WHAT YOU NEED TO DO: Return every record verbatim.

>> Start EXTRACTED RECORDS

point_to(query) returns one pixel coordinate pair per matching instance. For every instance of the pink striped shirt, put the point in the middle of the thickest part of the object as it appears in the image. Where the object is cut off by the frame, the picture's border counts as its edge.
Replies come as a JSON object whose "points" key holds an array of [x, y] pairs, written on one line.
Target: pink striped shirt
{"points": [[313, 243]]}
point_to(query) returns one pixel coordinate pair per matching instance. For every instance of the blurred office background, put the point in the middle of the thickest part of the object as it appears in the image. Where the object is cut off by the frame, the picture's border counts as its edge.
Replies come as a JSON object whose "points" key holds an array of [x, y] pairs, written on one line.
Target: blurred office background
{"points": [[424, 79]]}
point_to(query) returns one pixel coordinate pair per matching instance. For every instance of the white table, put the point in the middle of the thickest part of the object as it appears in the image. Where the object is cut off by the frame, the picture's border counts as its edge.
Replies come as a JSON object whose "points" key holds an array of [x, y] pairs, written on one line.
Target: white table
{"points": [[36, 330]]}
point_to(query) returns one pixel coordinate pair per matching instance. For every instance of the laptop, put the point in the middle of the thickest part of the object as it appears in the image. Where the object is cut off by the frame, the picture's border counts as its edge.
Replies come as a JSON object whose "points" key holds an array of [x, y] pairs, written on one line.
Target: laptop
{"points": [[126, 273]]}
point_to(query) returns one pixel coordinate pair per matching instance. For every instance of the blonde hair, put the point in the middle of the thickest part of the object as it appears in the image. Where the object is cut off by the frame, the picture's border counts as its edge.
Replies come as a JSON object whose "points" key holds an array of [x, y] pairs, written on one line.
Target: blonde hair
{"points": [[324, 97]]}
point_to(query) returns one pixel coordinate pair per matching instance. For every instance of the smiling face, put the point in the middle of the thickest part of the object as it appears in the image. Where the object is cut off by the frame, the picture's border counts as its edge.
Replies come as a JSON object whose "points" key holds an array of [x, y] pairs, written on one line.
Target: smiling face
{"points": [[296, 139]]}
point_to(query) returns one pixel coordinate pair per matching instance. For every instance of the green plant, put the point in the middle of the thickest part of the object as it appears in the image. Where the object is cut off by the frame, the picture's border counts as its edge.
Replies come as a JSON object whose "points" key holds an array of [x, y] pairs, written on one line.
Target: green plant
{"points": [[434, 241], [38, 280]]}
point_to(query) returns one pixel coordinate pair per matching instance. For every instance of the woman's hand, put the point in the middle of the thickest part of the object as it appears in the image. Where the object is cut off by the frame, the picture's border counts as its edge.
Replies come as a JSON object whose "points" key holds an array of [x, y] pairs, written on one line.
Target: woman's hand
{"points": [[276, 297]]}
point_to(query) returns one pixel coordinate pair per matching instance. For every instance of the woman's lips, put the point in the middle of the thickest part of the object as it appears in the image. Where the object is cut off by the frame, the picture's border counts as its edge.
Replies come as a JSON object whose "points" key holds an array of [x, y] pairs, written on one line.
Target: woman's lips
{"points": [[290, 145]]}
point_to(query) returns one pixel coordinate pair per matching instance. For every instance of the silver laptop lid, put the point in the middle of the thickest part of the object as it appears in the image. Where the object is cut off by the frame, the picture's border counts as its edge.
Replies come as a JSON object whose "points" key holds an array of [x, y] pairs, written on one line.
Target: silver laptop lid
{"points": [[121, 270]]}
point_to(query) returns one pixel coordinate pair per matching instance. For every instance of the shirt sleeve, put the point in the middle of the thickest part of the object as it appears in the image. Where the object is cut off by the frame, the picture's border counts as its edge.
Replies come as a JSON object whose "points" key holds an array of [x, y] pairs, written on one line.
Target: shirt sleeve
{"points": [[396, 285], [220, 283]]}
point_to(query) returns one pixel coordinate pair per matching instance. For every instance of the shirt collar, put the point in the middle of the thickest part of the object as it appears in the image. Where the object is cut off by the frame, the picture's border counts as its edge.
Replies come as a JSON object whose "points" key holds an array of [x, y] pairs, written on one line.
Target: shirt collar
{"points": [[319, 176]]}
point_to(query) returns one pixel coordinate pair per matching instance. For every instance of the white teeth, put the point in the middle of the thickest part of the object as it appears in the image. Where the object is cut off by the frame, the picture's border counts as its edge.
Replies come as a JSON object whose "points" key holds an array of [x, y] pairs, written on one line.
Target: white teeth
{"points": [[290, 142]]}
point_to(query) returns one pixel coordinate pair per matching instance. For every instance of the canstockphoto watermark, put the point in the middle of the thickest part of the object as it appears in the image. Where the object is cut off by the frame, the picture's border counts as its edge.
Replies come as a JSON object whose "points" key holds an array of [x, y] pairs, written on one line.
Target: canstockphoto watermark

>> End EXTRACTED RECORDS

FULL ANSWER:
point_to(query) returns one pixel coordinate pair per matching instance. For every instance of the pink striped shirt, put the point in the middle of the thickest part of the object as it appears in the image. Where the object is cut off by the frame, the picture's border counts as its edge.
Replies come as a JSON object whose "points" key holds an array of [x, y] pairs, written on one line.
Target: pink striped shirt
{"points": [[313, 243]]}
point_to(query) returns one pixel coordinate pair per matching instance. For every instance of the blurred office background, put the point in the middle of the thickest part of the object as it appears in the image. Where the object is cut off by the frame, the picture's border counts as its edge.
Replies come as a JSON object whose "points" key holds an array of [x, y] pairs, written on one line.
Target: blurred office background
{"points": [[424, 79]]}
point_to(query) returns one pixel coordinate pair per matching instance. For every instance of the white table, put the point in the middle of the thickest part of the object as it appears in the image. Where the object is cut off by the frame, the picture's border counts as its edge.
Replies come as a JSON object whose "points" key holds an array of [x, y] pairs, written on one line.
Target: white table
{"points": [[36, 330]]}
point_to(query) returns one pixel coordinate pair per matching instance. For every instance of the laptop, put the point in the middle of the thickest part of the object as it appears in the image. Where the object is cut off by the frame, the picture's border counts as its edge.
Replies come as a JSON object whose "points" key holds an array of [x, y] pairs, written on one line.
Target: laptop
{"points": [[126, 273]]}
point_to(query) returns one pixel coordinate pair per matching instance. For every instance of the blonde hair, put the point in the middle of the thickest part of the object as it appears in the image. Where the object is cut off by the frame, the picture's border counts as its edge.
Replies come as a JSON object whose "points" key holds an array of [x, y] pairs, written on one line.
Target: blonde hair
{"points": [[324, 97]]}
point_to(query) returns one pixel coordinate pair per matching instance. For every instance of the smiling face, put the point in the middle of the thickest part of the object as it appears in the image. Where the object is cut off by the frame, the picture's border counts as its edge.
Replies come as a JSON object whose "points" key holds an array of [x, y] pairs, written on one line.
Target: smiling face
{"points": [[296, 139]]}
point_to(query) returns one pixel coordinate pair per matching instance. For every instance of the green plant, put the point in the middle of the thickest part of the object as it appears in the image. Where the object is cut off by the frame, the picture's border counts as its edge.
Replies come as a JSON object whose "points" key holds an array of [x, y] pairs, written on one line.
Target: green plant
{"points": [[434, 241], [38, 280]]}
point_to(query) returns one pixel coordinate pair per matching instance. For every instance of the woman's hand, put the point in the middle of the thickest part of the object as it appears in the image. Where the object is cut off by the frame, the picture's border counts as its edge.
Replies come as a JSON object whose "points" key holds an array of [x, y] pairs, written on one line.
Target: woman's hand
{"points": [[276, 297]]}
point_to(query) returns one pixel coordinate pair per matching instance. For every instance of the woman's lips, put the point in the middle of the thickest part of the object as it appears in the image. Where the object is cut off by the frame, the picture's border counts as its edge.
Replies come as a JSON object whose "points" key holds an array of [x, y] pairs, written on one line.
Target: woman's lips
{"points": [[290, 145]]}
point_to(query) returns one pixel coordinate pair per matching instance. For every instance of the silver laptop lid, put the point in the middle of the thickest part of the object as it appears in the image. Where the object is cut off by the frame, the picture's border counts as its edge.
Replies come as a JSON object whose "points" key holds an array of [x, y] pairs, written on one line.
Target: silver laptop lid
{"points": [[121, 270]]}
point_to(query) returns one pixel coordinate pair per matching instance. For every instance of the shirt sleeve, put the point in the middle of the thickest part of the object as it appears in the image. Where the object is cut off by the frame, the picture's border counts as its edge.
Replies come as a JSON object whose "points" key holds an array of [x, y] pairs, written on one line.
Target: shirt sleeve
{"points": [[396, 285], [220, 283]]}
point_to(query) returns one pixel coordinate pair per matching instance. For every instance of the shirt collar, put the point in the middle of the thickest part of the object as it appears in the image. Where the object is cut off by the frame, the picture's border counts as its edge.
Replies come as a JSON object whose "points" key holds an array of [x, y] pairs, written on one line.
Target: shirt collar
{"points": [[319, 176]]}
point_to(query) returns one pixel coordinate pair per matching instance. For every instance of the white teeth, put the point in the middle of the thickest part of the object as it appears in the image. Where the object is cut off by the frame, the picture's border counts as its edge.
Replies come as a JSON object whose "points" key holds an array of [x, y] pairs, written on one line.
Target: white teeth
{"points": [[290, 142]]}
point_to(query) returns one pixel coordinate pair per matching instance. For every instance of the canstockphoto watermark, put the point in the middle of the thickest part of the object as it appears in the image. Where the object is cut off by the frame, the picture's border counts as its edge.
Replies come as a JSON object whose "points" key holds an array of [x, y] pairs, written on one line.
Target: canstockphoto watermark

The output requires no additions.